> Work required
Carry on the text about overriding configuration through an admin form and the database, picking up after its last sentence.

> Quoted text
--- BEGIN ---

Admin-only with database overrides

This is an extension on the previous model. Same basic idea, but individual config objects MAY be overridden via an admin GUI. I suspect the GUI can be auto-generated in most cases just based on the type information, give or take a few extra attributes. The edited version of the config object is saved into the database, serialized to JSON (easy to do with Serde), in a JSON column in a simple key/value table. When loading an object, there’s another override “layer” beyond what is listed above of “check the database for it.”

The generated admin form would need an indicator for two statuses:

You’re about to override configuration
This configuration is already overridden and you’re editing the overridden version

It would also need a “Clear overrides” button to toss the copy in the database and go back to what is on disk.

Optionally, we could have a flag (attribute or interface, TBD) on a config object to either opt-in or opt-out of having an admin form auto-generated, so that some config objects are still admin-editable-on-disk only.

Benefits

This somewhat gives us an in-between state between file based and GUI based configuration.
For the limited cases where configuration makes sense to have overridable per-instance, it’s fairly easy to do.
The overall system is still fairly simple.

Drawbacks

Reading from the database is always going to be slower than reading from disk, and in practice most objects won’t be there. That means an awful lot of extra DB traffic to find no records. (There’s likely optimizations to make here to make it not too bad, but there is unavoidably going to be overhead.)
Any overridden configuration is un-syncable. If you configure something in your dev environment, replicating that over to staging and production is a manual process to replicate your changes in files.
It may still be possible to use readonly properties, but it would mean doing the form handling in very specific ways, or building/automating some kind of with-er set of methods. Some heavy duty code generation is also possible, but then we’re dealing with heavy duty code generation. There’s potentially a lot of complexity lurking here.

--- END ---

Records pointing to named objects
--- BEGIN ---

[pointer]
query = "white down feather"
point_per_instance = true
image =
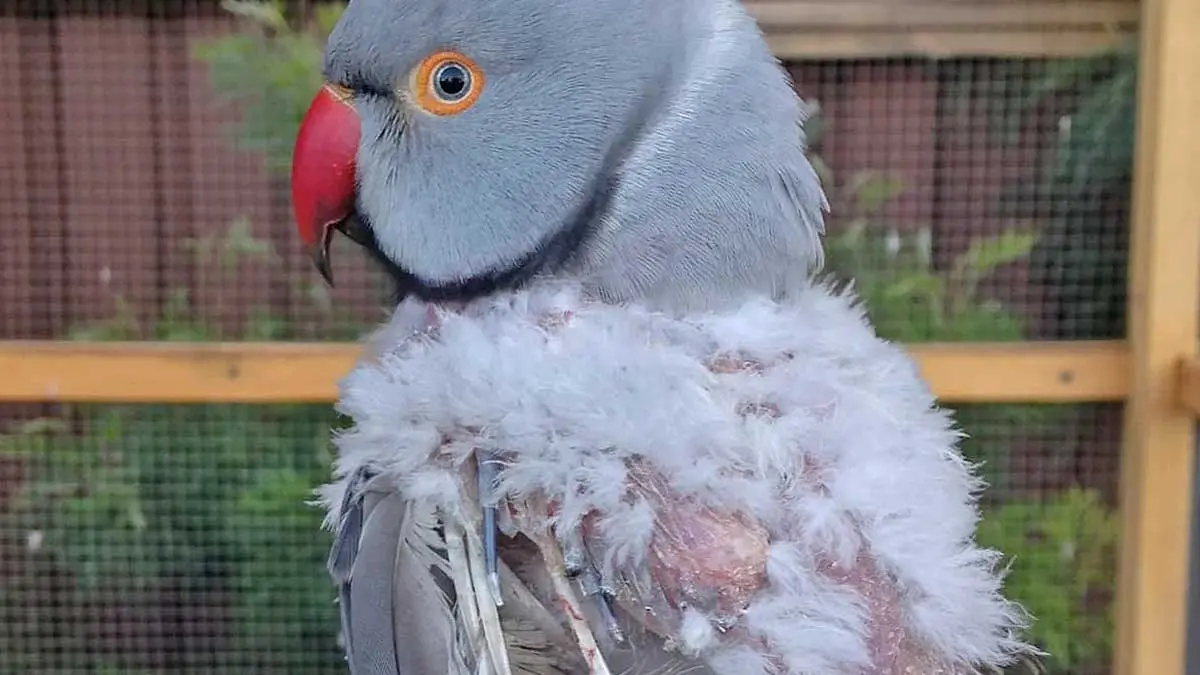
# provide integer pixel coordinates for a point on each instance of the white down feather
(570, 401)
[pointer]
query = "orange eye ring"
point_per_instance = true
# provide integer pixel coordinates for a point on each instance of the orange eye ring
(447, 83)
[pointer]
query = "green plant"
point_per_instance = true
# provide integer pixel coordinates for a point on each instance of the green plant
(909, 300)
(1089, 184)
(1063, 572)
(270, 71)
(221, 260)
(138, 509)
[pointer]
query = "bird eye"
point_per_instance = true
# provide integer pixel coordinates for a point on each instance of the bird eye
(447, 83)
(451, 82)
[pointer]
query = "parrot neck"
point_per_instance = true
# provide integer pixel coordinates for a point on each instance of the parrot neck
(715, 197)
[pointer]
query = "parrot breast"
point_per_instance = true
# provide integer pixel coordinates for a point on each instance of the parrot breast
(765, 490)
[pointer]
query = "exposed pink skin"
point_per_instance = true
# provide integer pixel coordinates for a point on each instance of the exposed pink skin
(717, 561)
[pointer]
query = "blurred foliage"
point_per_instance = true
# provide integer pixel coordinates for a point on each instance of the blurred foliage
(1062, 550)
(181, 529)
(270, 71)
(1084, 250)
(1063, 572)
(910, 300)
(147, 513)
(223, 261)
(1081, 197)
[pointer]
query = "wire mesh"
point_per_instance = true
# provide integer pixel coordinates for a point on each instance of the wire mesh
(143, 163)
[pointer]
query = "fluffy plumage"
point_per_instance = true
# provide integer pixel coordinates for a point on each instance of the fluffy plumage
(791, 414)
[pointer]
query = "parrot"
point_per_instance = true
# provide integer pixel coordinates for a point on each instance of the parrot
(617, 423)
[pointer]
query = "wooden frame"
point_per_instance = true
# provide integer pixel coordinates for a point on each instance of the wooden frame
(831, 29)
(1164, 309)
(304, 372)
(1157, 371)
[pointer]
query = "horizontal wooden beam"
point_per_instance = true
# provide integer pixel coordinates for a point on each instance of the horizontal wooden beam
(858, 29)
(309, 372)
(801, 46)
(976, 16)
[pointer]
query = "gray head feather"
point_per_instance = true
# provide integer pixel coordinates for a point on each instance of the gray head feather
(651, 149)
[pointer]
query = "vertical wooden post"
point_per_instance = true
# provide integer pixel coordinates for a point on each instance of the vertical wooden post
(1164, 298)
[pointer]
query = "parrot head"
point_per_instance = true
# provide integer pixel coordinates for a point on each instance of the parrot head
(652, 149)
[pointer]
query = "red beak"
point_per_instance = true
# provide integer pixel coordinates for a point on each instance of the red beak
(323, 181)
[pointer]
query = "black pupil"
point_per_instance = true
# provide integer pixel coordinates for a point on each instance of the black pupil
(453, 81)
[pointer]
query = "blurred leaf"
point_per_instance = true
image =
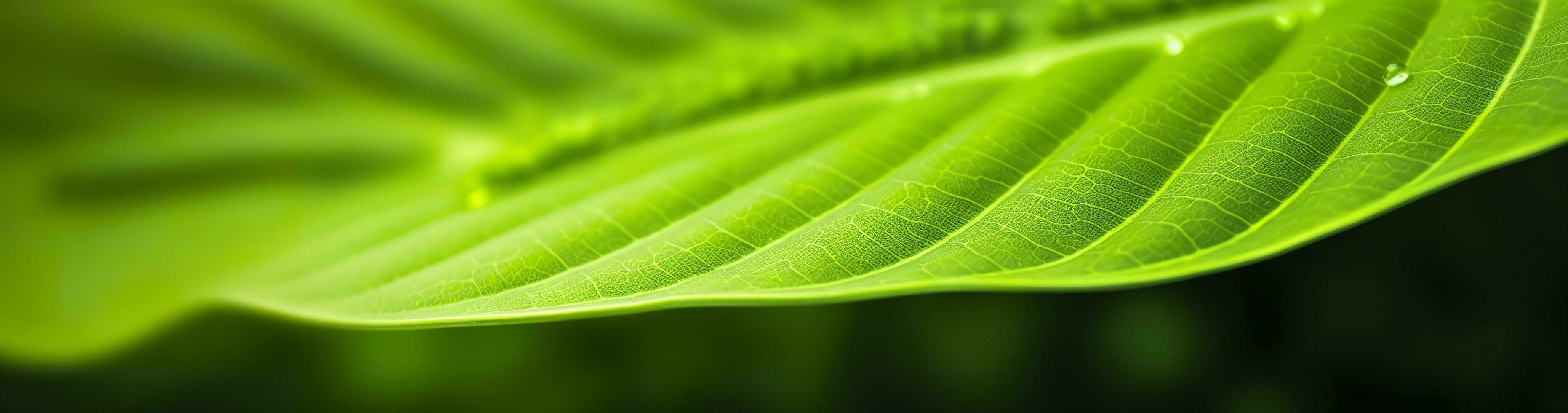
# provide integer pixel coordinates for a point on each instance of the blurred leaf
(416, 164)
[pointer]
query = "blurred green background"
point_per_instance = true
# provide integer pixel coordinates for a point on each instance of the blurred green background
(1453, 304)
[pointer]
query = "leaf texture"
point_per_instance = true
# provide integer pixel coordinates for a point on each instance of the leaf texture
(1032, 162)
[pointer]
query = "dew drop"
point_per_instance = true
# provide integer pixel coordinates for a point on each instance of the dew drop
(1173, 45)
(1395, 74)
(1285, 21)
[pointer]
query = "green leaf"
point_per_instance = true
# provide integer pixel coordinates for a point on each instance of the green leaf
(432, 164)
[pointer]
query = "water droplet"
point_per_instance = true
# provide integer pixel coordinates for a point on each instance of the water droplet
(1395, 74)
(1173, 45)
(1285, 21)
(477, 198)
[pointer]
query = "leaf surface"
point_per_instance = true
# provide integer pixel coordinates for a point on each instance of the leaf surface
(1034, 159)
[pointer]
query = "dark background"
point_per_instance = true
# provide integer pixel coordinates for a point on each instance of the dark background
(1456, 302)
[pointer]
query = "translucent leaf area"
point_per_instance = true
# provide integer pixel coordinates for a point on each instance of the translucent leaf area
(424, 164)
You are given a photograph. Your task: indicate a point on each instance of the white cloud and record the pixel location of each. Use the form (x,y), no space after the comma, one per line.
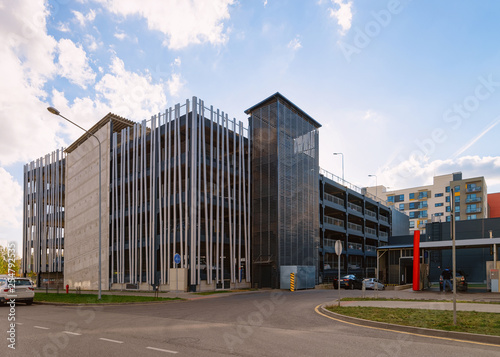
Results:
(418,171)
(342,13)
(27,54)
(182,22)
(92,43)
(128,94)
(73,64)
(84,19)
(175,84)
(295,44)
(63,27)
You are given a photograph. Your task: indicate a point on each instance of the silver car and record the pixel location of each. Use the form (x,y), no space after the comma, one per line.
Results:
(373,283)
(23,290)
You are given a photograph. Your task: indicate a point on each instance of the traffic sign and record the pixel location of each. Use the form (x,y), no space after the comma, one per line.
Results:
(338,247)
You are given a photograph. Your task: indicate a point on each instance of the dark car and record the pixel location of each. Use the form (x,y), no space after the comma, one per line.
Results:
(461,279)
(350,281)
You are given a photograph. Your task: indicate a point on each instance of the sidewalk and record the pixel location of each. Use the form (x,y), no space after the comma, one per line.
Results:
(426,305)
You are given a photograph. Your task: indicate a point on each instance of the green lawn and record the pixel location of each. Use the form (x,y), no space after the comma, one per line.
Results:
(467,321)
(92,298)
(419,300)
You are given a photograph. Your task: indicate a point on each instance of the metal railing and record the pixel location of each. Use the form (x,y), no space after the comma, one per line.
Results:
(370,213)
(354,246)
(333,199)
(334,221)
(349,185)
(370,248)
(472,200)
(355,227)
(473,189)
(371,231)
(355,207)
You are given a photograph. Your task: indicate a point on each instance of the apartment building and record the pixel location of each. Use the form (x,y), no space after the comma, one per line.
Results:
(433,203)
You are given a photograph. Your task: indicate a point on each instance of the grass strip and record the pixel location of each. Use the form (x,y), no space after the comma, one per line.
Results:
(214,292)
(92,298)
(419,300)
(485,323)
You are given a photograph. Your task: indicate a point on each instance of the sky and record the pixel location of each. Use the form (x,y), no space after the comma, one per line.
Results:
(404,89)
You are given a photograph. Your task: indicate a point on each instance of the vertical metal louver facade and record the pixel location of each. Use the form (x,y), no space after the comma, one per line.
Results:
(181,185)
(285,190)
(43,214)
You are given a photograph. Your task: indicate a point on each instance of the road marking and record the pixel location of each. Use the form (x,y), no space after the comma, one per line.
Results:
(72,333)
(402,332)
(107,339)
(159,349)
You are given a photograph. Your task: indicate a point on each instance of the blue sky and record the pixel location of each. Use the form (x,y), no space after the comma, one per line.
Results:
(405,89)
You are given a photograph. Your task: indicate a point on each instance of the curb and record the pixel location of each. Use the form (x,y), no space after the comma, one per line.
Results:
(463,336)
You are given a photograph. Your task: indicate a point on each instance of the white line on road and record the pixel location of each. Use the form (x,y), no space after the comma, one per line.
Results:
(107,339)
(159,349)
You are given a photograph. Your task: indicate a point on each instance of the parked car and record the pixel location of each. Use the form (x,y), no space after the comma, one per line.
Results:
(461,279)
(350,281)
(23,290)
(373,283)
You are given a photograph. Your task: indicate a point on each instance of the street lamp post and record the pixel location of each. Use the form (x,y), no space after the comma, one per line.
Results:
(339,153)
(376,184)
(56,112)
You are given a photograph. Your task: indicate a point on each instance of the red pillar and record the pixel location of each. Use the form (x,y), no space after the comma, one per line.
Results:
(416,260)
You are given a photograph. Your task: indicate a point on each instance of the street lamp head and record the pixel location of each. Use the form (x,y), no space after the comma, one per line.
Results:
(53,110)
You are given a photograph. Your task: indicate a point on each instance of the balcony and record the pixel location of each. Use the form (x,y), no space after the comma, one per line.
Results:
(473,189)
(333,199)
(473,210)
(371,231)
(355,248)
(472,200)
(370,250)
(355,227)
(370,214)
(334,221)
(355,207)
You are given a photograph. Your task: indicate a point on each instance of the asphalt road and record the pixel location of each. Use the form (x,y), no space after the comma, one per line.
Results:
(264,323)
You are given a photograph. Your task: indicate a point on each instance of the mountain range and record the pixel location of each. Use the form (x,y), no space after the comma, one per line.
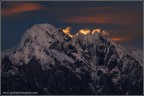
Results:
(48,61)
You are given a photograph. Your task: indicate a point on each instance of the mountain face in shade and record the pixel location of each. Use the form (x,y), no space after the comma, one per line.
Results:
(48,61)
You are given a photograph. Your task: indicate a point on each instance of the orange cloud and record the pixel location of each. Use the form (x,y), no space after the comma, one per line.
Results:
(84,31)
(19,7)
(117,39)
(67,31)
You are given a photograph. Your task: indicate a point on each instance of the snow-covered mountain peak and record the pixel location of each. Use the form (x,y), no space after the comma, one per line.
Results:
(35,42)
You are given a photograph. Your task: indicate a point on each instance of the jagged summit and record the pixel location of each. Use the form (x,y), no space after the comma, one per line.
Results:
(49,61)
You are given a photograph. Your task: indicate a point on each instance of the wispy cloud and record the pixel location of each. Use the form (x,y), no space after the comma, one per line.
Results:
(113,15)
(19,7)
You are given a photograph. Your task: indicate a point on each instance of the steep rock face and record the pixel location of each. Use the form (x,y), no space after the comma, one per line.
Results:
(50,62)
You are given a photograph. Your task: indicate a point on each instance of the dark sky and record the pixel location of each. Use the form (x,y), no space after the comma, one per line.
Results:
(123,21)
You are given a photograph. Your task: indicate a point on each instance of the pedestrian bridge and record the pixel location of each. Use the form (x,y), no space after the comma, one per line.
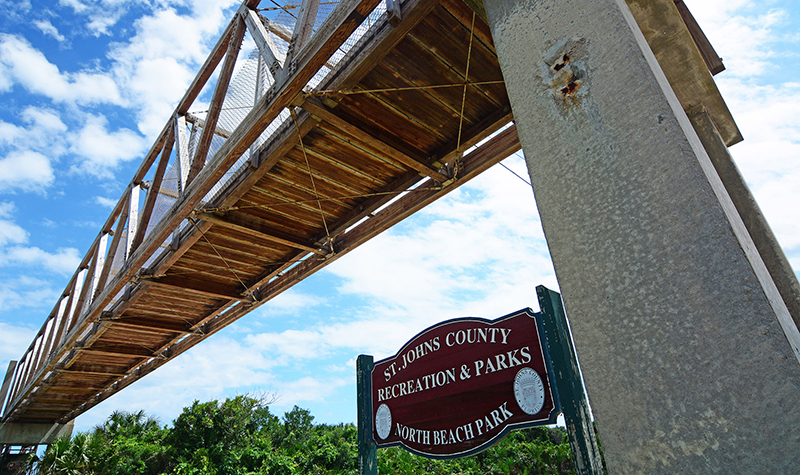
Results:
(344,120)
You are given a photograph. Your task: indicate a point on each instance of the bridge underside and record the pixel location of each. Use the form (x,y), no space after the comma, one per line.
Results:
(330,177)
(343,137)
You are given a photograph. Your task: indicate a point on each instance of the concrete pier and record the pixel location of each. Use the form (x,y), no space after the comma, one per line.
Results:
(689,353)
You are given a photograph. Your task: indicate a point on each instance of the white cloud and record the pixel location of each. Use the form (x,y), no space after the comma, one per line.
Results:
(158,64)
(76,5)
(14,340)
(728,23)
(49,30)
(105,202)
(99,152)
(63,261)
(26,171)
(31,69)
(9,231)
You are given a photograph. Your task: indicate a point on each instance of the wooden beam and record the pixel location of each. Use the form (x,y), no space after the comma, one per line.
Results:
(92,373)
(155,188)
(254,227)
(112,252)
(182,160)
(199,159)
(117,350)
(710,56)
(303,28)
(204,287)
(150,326)
(197,121)
(347,16)
(133,220)
(263,41)
(207,69)
(316,107)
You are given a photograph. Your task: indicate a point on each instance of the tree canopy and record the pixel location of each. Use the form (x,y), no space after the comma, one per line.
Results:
(241,436)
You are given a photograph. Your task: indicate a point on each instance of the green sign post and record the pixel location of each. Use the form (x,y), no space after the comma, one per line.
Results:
(530,355)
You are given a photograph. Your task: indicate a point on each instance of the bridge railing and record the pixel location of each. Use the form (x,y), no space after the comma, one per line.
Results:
(193,158)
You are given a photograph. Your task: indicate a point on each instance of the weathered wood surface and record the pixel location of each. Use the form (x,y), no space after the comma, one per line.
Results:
(190,270)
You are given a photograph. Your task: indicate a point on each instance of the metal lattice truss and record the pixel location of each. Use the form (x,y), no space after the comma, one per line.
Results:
(347,118)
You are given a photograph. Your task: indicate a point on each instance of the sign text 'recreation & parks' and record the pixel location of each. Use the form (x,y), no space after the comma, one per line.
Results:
(459,386)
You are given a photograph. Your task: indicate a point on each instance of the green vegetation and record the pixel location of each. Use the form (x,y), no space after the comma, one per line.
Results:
(241,436)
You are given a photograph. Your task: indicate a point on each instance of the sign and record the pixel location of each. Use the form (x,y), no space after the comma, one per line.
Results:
(459,386)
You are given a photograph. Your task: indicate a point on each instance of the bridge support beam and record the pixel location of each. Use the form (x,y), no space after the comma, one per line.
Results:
(22,433)
(689,353)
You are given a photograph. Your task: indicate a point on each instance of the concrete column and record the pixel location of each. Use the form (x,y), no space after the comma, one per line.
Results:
(689,354)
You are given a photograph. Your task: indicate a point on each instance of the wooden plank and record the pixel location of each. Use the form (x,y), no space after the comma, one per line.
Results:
(48,335)
(153,191)
(151,327)
(190,284)
(201,123)
(263,41)
(710,56)
(112,252)
(316,107)
(62,321)
(199,159)
(342,22)
(207,69)
(92,373)
(246,224)
(118,350)
(133,220)
(7,380)
(183,162)
(303,28)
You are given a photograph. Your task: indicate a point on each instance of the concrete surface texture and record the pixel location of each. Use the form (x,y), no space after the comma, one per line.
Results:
(690,356)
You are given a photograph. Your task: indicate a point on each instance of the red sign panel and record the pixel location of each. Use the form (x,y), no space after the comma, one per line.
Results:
(459,386)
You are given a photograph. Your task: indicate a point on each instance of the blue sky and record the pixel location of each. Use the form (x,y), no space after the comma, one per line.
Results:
(86,84)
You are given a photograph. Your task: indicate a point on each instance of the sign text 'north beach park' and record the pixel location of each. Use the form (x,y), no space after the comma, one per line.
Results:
(459,386)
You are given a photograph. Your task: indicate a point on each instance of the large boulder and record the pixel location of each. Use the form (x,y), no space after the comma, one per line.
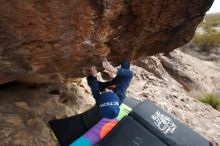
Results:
(46,41)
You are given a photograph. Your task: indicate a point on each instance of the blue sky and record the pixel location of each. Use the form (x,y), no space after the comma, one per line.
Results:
(215,7)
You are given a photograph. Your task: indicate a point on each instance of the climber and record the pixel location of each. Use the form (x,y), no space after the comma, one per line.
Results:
(109,95)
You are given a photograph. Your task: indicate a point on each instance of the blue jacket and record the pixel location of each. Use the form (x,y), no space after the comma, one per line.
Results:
(121,82)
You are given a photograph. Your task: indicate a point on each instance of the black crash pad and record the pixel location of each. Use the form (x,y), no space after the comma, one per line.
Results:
(129,132)
(69,129)
(165,127)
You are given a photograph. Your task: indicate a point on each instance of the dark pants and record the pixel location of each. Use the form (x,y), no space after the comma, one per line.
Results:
(69,129)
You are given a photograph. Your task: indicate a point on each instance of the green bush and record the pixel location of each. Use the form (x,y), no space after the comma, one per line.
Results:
(211,100)
(207,41)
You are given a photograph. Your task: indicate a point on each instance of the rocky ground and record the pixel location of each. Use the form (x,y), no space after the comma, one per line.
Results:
(173,82)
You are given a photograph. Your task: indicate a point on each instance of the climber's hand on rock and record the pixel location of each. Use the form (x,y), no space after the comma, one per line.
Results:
(107,66)
(93,71)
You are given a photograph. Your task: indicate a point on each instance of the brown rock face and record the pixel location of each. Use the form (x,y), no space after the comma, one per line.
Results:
(44,41)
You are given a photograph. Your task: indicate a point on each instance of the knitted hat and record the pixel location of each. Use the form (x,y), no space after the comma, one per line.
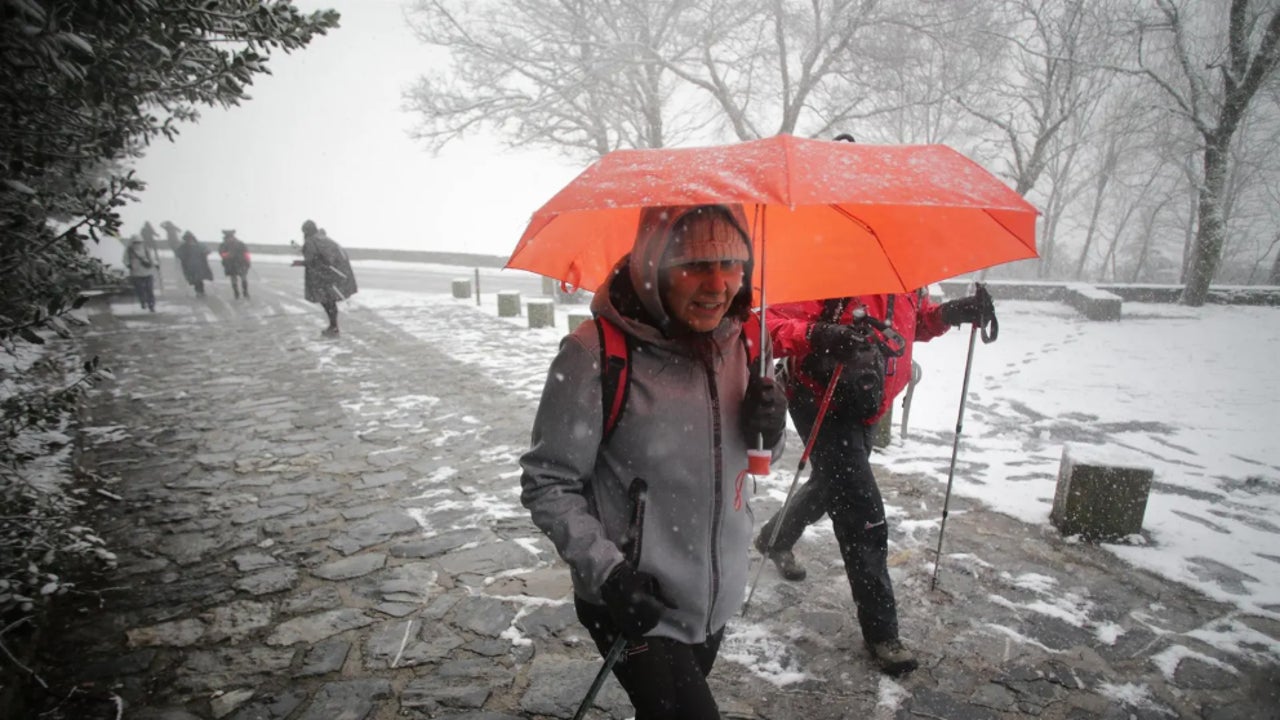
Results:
(705,238)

--- END ---

> Answer below
Access control for who can edit what config objects becomes a thing we need to worry about.

Full round-trip

This model is largely inspired by Drupal 8/9. It does something essentially similar to this, but with a lot less syntactic structure. (To be fair, PHP’s object syntax was far weaker in 2014 when it was designed.)

In this case, the canonical source for configuration objects is a JSON column in the database. That may be dumped out to exported objects as above for performance, but the canonical source is the database.

Extensions ship with their config class(es), which include the default values for any property. The system then loads those on extension install and promptly serializes the objects to JSON to dump into a key/JSON-blob table.

Admin GUIs can be auto-generated for most objects (again, modulo some additional attributes, etc.), allowing for most configuration to be user-editable.

There is some trigger that can be fired that exports all configuration objects, or some subset of configuration objects, out to a directory in some file format (YAML, XML, etc.). That directory can then be checked into Git and deployed. On the receiving end, the import process consists of deserializing all of those files to their respective objects, then immediately serializing them back out to JSON in the database, overwriting whatever is there.

Config continues to be read from the DB or from a materialized PHP export file. That directory full of files is just a syncing tool, and is not intended to be user-edited.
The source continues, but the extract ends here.